--- SOURCE RECORDS ---

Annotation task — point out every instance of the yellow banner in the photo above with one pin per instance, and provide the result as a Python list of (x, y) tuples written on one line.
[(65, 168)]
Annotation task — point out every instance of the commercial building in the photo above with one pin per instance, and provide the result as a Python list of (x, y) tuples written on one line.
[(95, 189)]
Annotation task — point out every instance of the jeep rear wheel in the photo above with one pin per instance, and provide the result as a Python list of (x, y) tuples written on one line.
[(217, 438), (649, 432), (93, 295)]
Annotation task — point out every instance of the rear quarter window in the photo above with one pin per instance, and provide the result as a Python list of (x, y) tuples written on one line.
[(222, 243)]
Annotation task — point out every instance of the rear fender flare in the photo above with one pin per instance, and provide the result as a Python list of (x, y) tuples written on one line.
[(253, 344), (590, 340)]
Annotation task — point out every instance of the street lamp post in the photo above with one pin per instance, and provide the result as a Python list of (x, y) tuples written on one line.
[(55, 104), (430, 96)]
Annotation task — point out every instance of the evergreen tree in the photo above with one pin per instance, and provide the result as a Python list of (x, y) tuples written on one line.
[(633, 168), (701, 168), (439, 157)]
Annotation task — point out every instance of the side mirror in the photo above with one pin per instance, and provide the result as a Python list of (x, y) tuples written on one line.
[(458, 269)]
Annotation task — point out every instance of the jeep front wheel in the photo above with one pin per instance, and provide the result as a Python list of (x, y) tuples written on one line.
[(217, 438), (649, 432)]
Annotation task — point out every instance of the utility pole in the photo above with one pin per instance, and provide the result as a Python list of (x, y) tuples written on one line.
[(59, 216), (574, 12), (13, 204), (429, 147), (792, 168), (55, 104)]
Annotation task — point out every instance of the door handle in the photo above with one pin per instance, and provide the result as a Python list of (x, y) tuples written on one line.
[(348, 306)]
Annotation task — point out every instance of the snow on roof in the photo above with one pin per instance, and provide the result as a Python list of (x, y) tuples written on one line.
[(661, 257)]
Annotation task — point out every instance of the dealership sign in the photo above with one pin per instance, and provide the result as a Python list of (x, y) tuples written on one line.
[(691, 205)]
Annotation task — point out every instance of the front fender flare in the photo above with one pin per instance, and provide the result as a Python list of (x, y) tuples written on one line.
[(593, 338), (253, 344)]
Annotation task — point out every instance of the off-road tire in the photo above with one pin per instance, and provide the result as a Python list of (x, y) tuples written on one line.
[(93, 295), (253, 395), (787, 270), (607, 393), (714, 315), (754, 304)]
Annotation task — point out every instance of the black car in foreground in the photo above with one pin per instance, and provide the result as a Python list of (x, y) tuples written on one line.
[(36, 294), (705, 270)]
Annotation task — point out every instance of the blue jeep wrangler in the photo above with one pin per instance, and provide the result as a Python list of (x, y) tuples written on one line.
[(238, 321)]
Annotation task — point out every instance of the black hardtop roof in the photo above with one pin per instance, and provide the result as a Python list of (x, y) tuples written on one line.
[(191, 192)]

---

◆ GIVEN INSTRUCTION ◆
Copy out the lines above verbatim, starting with the line that contains "Annotation task — point out every instance of the utility" and ending with the line that contains "[(691, 205)]", with both of those lines included.

◆ REPLY ◆
Annotation task — point out every instance of the utility pole in the photo above with one pin per instance, and provide the result as a Python list of (x, y) tuples written on one line.
[(59, 216), (574, 12), (13, 204), (429, 147), (792, 168), (55, 104)]
Annotation task — point out every instance of the door handle in the photo above with one pin per instance, and provide the result as a Python list of (x, y) tuples written on one line.
[(348, 306)]
Annotation task — point out every instance of the snow on roof in the photo above with one pin per instance, and provide the result as a Python list of (x, y) tuples written on one line.
[(661, 257)]
Annotation task — point out every instance of the dealership sign in the photo above with one pin per instance, and provide the result as a Python list of (x, y) tuples written on one line.
[(691, 205)]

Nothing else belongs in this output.